# WHAT TO PRODUCE:
Edit everything in the entries below from the line containing "bush with a point." down to the line containing "(707, 1181)", replacing "driver in car" with "driver inside the car" and leaving all else unchanged.
=== PROVIDED DATA ===
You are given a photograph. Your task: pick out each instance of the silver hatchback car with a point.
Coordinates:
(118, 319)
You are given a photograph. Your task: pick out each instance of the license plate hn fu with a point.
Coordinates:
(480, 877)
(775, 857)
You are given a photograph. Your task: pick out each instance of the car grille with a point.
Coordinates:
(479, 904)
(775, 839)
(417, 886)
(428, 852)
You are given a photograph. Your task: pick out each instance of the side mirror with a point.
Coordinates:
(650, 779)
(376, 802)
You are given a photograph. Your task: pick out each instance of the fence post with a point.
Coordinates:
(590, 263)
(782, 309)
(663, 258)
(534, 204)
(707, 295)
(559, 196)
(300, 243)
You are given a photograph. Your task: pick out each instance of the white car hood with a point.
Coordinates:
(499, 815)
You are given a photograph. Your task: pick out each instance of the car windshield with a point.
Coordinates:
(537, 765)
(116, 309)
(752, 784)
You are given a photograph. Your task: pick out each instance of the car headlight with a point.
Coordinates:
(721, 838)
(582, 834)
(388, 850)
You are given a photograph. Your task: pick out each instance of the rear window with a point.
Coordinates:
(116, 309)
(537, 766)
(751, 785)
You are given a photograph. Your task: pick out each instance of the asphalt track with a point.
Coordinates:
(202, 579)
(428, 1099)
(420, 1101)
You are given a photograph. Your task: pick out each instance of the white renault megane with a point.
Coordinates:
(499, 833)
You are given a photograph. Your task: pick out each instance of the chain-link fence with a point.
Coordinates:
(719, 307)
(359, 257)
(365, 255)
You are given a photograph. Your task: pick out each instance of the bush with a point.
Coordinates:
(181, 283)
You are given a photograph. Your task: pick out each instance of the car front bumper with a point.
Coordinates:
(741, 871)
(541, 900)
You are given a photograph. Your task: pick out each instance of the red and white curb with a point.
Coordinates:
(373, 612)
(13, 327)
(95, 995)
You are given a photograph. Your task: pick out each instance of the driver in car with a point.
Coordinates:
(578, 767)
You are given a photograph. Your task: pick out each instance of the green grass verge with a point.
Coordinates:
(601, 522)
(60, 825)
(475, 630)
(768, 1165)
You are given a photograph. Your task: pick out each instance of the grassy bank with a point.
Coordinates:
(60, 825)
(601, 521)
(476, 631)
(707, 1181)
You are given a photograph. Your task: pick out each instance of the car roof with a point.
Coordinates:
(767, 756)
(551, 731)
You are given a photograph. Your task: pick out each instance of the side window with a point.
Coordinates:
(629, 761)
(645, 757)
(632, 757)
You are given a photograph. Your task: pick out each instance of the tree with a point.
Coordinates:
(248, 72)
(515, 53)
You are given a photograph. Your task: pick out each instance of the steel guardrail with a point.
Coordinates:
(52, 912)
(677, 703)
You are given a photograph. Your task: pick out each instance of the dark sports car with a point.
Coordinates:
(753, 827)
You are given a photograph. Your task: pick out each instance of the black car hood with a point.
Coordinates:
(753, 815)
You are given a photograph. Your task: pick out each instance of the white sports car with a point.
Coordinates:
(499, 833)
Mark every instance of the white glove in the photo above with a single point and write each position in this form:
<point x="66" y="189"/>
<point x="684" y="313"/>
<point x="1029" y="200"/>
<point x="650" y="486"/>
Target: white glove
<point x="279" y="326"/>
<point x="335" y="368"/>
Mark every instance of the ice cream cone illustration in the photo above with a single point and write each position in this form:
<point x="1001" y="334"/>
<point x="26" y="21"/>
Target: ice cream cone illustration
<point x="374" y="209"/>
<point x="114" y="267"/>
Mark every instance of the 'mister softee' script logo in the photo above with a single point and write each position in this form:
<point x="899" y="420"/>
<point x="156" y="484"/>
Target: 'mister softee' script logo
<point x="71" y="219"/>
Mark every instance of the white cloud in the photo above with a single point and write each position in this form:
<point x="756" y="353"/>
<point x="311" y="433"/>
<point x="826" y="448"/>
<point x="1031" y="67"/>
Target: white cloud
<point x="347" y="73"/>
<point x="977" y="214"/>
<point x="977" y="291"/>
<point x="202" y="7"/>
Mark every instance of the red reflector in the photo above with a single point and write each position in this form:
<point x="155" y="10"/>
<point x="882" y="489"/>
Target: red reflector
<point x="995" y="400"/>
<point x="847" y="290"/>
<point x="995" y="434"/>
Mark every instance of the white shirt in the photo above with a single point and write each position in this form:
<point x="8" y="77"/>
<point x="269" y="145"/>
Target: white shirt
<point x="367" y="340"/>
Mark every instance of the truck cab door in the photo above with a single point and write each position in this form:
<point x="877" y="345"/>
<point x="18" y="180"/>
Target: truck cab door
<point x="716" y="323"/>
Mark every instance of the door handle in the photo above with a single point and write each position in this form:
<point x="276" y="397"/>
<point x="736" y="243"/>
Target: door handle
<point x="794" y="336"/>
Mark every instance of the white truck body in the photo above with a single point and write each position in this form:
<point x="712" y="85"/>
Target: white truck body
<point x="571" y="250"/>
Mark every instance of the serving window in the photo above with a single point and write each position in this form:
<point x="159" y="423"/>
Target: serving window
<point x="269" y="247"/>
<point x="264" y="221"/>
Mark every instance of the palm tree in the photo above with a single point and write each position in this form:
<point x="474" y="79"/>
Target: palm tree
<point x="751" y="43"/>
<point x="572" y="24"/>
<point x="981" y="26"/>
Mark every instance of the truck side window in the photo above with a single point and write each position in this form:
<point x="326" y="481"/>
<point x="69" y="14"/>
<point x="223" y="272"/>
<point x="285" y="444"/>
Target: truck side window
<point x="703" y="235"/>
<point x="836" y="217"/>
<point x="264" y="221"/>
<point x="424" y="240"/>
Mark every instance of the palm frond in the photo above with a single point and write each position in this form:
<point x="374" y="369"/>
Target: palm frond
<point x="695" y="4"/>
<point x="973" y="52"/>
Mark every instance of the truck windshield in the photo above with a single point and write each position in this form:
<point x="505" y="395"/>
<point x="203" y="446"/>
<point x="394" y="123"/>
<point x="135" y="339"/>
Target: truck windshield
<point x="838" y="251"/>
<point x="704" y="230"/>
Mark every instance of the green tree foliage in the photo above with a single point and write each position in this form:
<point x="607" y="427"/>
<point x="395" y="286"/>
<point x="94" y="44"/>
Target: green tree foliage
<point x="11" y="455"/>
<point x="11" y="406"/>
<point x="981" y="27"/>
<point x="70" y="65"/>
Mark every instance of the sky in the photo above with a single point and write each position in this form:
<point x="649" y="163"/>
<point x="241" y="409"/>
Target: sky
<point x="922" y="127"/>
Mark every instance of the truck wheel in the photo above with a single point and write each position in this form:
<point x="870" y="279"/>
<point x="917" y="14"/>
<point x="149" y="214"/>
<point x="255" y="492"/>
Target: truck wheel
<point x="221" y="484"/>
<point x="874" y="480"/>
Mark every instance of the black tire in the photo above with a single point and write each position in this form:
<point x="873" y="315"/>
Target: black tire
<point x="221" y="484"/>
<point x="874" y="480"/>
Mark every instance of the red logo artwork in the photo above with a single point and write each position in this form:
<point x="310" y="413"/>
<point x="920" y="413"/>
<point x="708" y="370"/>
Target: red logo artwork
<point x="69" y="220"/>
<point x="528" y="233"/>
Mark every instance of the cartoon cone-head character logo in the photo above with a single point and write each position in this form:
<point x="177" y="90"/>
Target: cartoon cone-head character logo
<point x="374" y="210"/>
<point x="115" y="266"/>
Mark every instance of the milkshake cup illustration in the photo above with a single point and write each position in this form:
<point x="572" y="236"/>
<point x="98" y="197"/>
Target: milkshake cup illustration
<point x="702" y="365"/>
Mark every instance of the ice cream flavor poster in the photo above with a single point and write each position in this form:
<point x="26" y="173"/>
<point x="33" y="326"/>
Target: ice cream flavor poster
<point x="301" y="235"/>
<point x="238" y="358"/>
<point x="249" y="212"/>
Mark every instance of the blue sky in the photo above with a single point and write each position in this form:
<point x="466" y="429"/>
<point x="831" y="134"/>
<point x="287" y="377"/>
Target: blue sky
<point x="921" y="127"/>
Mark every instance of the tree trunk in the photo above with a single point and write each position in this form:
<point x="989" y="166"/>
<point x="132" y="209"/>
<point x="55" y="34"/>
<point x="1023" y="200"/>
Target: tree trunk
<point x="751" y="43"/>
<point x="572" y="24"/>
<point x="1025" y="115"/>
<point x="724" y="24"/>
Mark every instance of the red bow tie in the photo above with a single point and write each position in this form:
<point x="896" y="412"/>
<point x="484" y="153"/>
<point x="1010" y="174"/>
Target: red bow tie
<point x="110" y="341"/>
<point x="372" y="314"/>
===
# COMPLETED TASK:
You are given a photograph. Your task: pick out each instance of the bush with a point.
Coordinates:
(181, 283)
You are given a photograph. Your task: pick out each instance of the car front bumper with a point.
Coordinates:
(741, 871)
(541, 900)
You are given a photograph. Your task: pick out each instance of the red and white curb with a point.
Coordinates:
(373, 612)
(13, 327)
(95, 995)
You are given a photograph. Your task: pick out each instance of the driver inside the car with a point.
Coordinates:
(578, 767)
You are given a photograph. Your task: pick out each instance of the green grass verge with a point.
Coordinates:
(601, 522)
(60, 825)
(475, 630)
(768, 1165)
You are given a photograph. Your task: pick out each instance of the grassy bank with a point.
Coordinates:
(60, 825)
(601, 521)
(476, 631)
(707, 1181)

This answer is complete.